▸ **What you should do**
Transfer every line below in full, starting with the line that contains "Place a marker on every instance of the orange tail, each" and going on through the end of the records, and add -114 to each coordinate in the answers.

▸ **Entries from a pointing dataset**
□ □ □ □ □ □ □
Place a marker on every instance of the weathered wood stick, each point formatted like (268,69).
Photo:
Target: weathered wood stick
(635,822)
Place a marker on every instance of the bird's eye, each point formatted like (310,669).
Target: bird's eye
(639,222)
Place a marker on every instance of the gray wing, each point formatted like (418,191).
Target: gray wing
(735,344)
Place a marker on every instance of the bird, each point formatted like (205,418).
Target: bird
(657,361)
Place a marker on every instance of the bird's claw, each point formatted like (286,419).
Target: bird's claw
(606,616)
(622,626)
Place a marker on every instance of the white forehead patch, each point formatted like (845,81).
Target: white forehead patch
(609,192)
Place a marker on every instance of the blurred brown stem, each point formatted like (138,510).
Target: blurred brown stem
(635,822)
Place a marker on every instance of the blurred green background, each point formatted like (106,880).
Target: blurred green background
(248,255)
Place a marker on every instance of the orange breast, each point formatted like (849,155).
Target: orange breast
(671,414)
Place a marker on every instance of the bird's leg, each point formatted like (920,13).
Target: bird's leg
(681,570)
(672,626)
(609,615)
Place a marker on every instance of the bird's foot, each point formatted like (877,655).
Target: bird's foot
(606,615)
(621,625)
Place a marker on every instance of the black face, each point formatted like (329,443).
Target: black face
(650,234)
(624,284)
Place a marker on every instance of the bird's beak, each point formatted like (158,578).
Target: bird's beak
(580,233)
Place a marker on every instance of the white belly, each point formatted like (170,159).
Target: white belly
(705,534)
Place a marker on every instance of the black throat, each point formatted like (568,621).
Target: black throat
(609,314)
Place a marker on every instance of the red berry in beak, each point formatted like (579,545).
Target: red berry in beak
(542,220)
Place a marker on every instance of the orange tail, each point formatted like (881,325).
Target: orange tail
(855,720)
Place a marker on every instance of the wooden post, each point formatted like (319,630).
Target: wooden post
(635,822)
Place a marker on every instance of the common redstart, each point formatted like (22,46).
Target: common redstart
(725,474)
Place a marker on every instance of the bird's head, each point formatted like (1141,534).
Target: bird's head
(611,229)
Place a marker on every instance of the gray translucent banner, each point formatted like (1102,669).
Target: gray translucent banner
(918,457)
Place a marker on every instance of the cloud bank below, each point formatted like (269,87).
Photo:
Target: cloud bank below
□ □ □ □ □ □ □
▸ **Answer for the task**
Place a marker on every instance of the orange tail, each point formatted like (881,325).
Target: orange tail
(741,606)
Place a marker on every instance of the wooden post, each point formatted like (319,630).
Target: wooden post
(521,708)
Place a marker on every instance of the common redstart, each point formatted like (22,46).
Target: common redstart
(611,360)
Place a marker on every instance of the bird's head, each point formatted like (1141,534).
Target: bird's head
(497,115)
Place a marker on every instance of the gray translucent banner, each point formatted like (1102,669).
Target: gray translucent banner
(804,343)
Place a marker on every instance of the cloud bank below, each point formatted like (269,87).
Photo:
Target: cloud bank below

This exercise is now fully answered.